--- PROBLEM ---
Rewrite each of the entries below, changing "divided by a single space" to "separated by one space" wherever it appears and keeping everything else the same. Don't include the pictures.

--- GIVEN INFORMATION ---
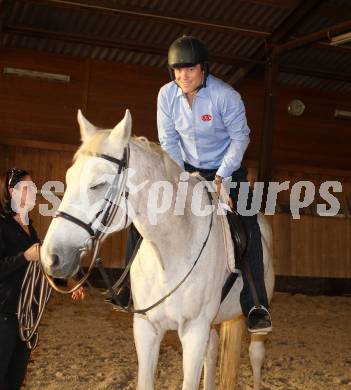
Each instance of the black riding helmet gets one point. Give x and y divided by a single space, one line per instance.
185 52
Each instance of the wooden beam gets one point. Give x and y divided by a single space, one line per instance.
4 11
38 144
109 7
119 44
294 19
265 164
326 33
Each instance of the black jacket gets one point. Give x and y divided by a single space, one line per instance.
13 242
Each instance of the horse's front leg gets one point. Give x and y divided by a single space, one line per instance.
194 337
147 341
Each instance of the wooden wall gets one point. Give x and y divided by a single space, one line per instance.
38 131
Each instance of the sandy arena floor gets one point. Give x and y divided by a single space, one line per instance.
86 345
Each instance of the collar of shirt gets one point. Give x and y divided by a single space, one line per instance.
203 92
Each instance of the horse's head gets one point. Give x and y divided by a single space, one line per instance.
88 184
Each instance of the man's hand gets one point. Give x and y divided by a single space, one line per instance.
218 181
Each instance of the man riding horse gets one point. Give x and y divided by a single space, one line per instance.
202 125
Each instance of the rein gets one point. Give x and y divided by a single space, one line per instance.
157 303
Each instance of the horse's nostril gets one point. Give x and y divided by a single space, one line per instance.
55 260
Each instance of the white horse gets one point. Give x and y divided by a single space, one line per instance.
167 253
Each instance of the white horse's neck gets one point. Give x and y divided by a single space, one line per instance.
170 228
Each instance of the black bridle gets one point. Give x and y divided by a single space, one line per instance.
112 200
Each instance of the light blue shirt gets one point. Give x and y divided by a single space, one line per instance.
212 134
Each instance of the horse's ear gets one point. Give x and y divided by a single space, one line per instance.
122 132
86 128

--- EXERCISE ANSWER ---
Each instance of the black riding helmet gets one point. Give x and y separated by one space, one line per instance.
185 52
Each instance of the wooden beam gets one point. Give x and y separated by one space, one line per instance.
4 11
38 144
109 7
119 44
294 19
265 164
326 33
Each instance of the black jacket gets one point. Give x and y separated by one space, one line per instance.
13 242
Each instance of the horse's front leg gets one point. Give x and y separated by one space, one line per instance.
194 337
147 341
Each instance of the wooden wall gets one point. Give x and y separated by one space, one line per instance.
38 131
Each instance of the sandy arena floor gets one point. Give x and y separated by one space, one line per instance.
86 345
Each instance of the collar of shirt gets one point. Give x and y separated by one space, one line per instance.
203 92
Each instance of the horse's head gets one point. Give x and y separated by one space, one line per instance.
88 184
Each instance of the man's hand gets one point. Give x and y separated by one space, one line per instance.
218 181
Each instance of the man riding horse gets one point. Give x and y separated by one space, one line per instance.
202 125
Each instance of the rein gets one point. Give x and y separated by one space, one line per instance.
157 303
Each instance of the horse's nostril gets one point. Give x and y separated by one space, one line per instance.
55 260
Each instance of the white horse gets one point. Give x and y separated by one space, one line per instance.
167 253
Each instance of the white horse's neck gets one point. Give x and y separated by one space, one line per instance.
170 228
Each instance of the black bridle gets one point. Give x and y separated by one space, one line per instance.
112 200
Each instance of the light blue shirt gets one point. Give x and y separated by one space, one line per instance.
212 134
Each instance of the horse's ear gets one point. Give x and y separated by one space, one line per instance.
122 132
86 128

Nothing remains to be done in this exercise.